What you will do>
Print the entries below in their entirety, exactly as they are written.

Data records>
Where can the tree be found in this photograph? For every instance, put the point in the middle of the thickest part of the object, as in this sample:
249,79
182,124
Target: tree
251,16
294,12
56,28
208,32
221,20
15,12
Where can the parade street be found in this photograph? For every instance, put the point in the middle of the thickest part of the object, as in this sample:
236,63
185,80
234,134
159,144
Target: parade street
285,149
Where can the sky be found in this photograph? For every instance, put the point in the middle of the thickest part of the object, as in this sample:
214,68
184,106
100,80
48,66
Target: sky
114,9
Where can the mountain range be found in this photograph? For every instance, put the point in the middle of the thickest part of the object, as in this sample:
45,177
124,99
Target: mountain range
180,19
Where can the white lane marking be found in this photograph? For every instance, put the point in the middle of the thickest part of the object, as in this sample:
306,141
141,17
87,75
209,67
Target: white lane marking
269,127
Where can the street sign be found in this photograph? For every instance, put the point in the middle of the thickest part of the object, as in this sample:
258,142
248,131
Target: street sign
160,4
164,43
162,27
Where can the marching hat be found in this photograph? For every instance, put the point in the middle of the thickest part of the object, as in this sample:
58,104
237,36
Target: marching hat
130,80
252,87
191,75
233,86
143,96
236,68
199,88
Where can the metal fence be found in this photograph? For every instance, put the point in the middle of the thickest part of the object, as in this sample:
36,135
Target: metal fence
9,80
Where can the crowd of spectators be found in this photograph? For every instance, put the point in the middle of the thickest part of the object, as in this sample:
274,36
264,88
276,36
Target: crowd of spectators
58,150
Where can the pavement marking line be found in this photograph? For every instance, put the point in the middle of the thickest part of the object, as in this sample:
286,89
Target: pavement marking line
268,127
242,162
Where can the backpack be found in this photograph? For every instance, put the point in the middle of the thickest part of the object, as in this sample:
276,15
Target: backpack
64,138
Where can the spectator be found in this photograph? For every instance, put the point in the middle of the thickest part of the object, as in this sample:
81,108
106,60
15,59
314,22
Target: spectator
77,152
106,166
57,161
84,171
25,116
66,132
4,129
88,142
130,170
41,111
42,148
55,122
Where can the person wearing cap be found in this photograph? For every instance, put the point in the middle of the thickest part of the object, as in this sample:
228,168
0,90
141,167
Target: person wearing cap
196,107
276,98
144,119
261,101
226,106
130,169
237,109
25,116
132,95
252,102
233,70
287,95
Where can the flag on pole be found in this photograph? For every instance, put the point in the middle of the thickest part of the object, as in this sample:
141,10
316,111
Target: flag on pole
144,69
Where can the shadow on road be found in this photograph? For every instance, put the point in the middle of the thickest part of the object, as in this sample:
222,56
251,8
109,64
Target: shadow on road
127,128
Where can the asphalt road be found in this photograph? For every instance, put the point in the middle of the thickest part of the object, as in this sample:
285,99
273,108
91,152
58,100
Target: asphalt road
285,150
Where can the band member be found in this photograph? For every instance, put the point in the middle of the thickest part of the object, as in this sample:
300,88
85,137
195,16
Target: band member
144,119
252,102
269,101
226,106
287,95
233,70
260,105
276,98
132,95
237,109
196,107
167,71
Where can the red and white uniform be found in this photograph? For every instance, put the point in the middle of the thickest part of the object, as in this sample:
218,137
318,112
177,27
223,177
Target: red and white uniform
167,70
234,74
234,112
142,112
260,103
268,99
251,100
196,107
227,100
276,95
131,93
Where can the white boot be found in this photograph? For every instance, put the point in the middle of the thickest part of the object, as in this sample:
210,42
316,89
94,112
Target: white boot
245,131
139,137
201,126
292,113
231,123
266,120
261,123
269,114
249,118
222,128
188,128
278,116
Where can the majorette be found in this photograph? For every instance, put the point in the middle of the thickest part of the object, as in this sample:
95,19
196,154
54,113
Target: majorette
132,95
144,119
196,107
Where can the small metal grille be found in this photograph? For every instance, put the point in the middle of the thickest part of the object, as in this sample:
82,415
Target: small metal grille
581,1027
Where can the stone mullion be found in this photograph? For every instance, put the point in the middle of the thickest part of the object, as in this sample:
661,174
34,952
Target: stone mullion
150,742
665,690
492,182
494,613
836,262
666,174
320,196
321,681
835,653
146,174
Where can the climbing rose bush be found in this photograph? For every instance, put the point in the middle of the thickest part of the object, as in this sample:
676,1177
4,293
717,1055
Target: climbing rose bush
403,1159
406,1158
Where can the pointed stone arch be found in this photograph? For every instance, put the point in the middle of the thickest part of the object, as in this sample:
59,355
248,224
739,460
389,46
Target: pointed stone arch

Correct response>
Where can the tree be found in this photograph? For every instance, put the point in the middle of the thickest part of the object, as in this sample:
249,79
182,124
Target: tree
251,16
294,12
56,28
208,32
221,20
15,12
Where can the parade street be found in this photograph? For every instance, put the point in the middle of the thickest part of the object, as in this sample:
236,63
185,80
234,134
159,144
Target: parade street
285,149
Where can the sky be found in this photograph? For every instance, put the point in the middle of the thickest part of the object, as in this sample:
214,68
184,106
100,80
48,66
Target: sky
114,9
Where can the mountain range be found in this photograph? For every instance, put the point in the middle of the thickest part of the object, as in this sample:
45,177
124,99
Target: mountain range
180,19
Where can the white lane marking be found in this photograph? For every instance, put the point in the middle of the thickest part of the object, as in this sample:
306,141
141,17
87,75
209,67
Target: white lane marking
269,127
Where can the street sign be found in this photograph? For every instance, put the point in the middle of the thickest part of the object, as in this sample:
258,142
248,131
Target: street sign
160,4
164,43
162,27
Where can the marching hat be found in this photograph? For every instance, put the point in the middle of the thickest part of the object, as in this sample:
58,104
237,36
Target: marching hat
130,80
252,87
191,75
233,86
143,96
236,68
199,88
Where can the metal fence be found in this photograph? For every instance, put the point in the middle of the thickest part of the object, as in this sample:
36,135
Target: metal fence
9,80
Where can the crowd of spectators be found in this photograph? For every instance, put the point in the middle of the thickest part of the object, as in this sample:
274,36
264,88
276,36
Target: crowd of spectators
58,150
Where can the pavement marking line be found in this photograph? For every instance, put the point in the middle of the thickest part of the object, as in this sample:
286,89
Target: pavement marking line
268,127
242,162
Where can the backpack be found in this photograph? For every instance, put the point in the middle of the thickest part of the object, as in this sample:
276,15
Target: backpack
64,138
Where can the spectator be found in this photograph? For every instance, put the point in the middle of the thickest part of the object, as in this sample:
81,108
106,60
15,59
314,22
Target: spectator
77,152
106,166
57,161
84,171
25,116
66,132
4,129
88,142
130,170
41,111
42,148
55,122
Where can the person wearing cap be found in this photograph? For every instance, put the point in the middle of the thickest part of the object, as in this sample:
228,168
0,90
141,167
Target: person wearing cap
196,107
276,98
144,119
261,101
226,106
130,169
237,109
25,116
132,95
252,102
233,70
287,95
Where can the flag on pole be found in this photograph? For every instance, put the point in the middle of the thickest part of the object, as in this sample:
141,10
316,111
Target: flag on pole
144,69
Where can the shadow on road be found in this photograph? For every instance, put the point in the middle of the thickest part of the object, as in this sample:
222,56
251,8
109,64
Target: shadow on road
127,128
Where can the asphalt road be found in this photograph? For every instance, put the point in the middle of the thickest part of the object, as in this sample:
285,99
273,108
91,152
58,100
Target: asphalt road
285,150
Where can the band member be found in this photograph? For every instance, put the point in the middle of the thickest part of the object, as in this sample:
300,88
85,137
195,16
Target: band member
144,119
252,102
269,101
226,106
287,95
233,70
260,105
276,98
132,95
237,109
196,107
167,71
Where can the red and white uniform be found in this photograph? For every instance, put the point in the middle of the thickest part of the object, as in this sample:
218,137
318,112
177,27
223,177
Target: red and white uniform
167,70
234,74
234,112
142,112
260,103
268,99
251,100
196,107
227,100
276,95
131,93
Where can the white boot be found in this photograph? For every instance, put the point in the middle of the thickest part of the object, as in this sample:
210,42
316,89
94,112
Target: white boot
245,131
139,137
201,126
292,113
231,123
266,120
261,123
269,114
249,118
222,128
188,128
278,116
Where can the majorette be found in this photograph? For every instance, put the point in the middle of the thickest part of the object, as in this sample:
95,19
196,154
54,113
Target: majorette
132,95
144,119
196,107
Where can the small metal grille be found in this photograph? For every instance, put the point in the middle of the thickest part of the object, as in this sample:
82,415
Target: small metal grille
581,1027
Where can the stone mullion be found in this photograph? For every instance, put the point in the middle of the thickest part of the object, as in this sample:
661,174
34,952
Target: stone mullion
150,742
665,690
492,182
494,613
836,262
666,174
320,196
321,681
835,653
146,174
Where can the climbing rose bush be found in this photograph? For every instance, put the point in the middle of the thickest part of the object, as in this sample:
676,1177
4,293
717,1055
Target: climbing rose bush
403,1159
406,1158
Where can the pointed stone arch be found in this photograph? For every instance, put the point in the middle of the thickest part of the object, as in this sample:
59,355
248,224
739,460
389,46
Target: pointed stone arch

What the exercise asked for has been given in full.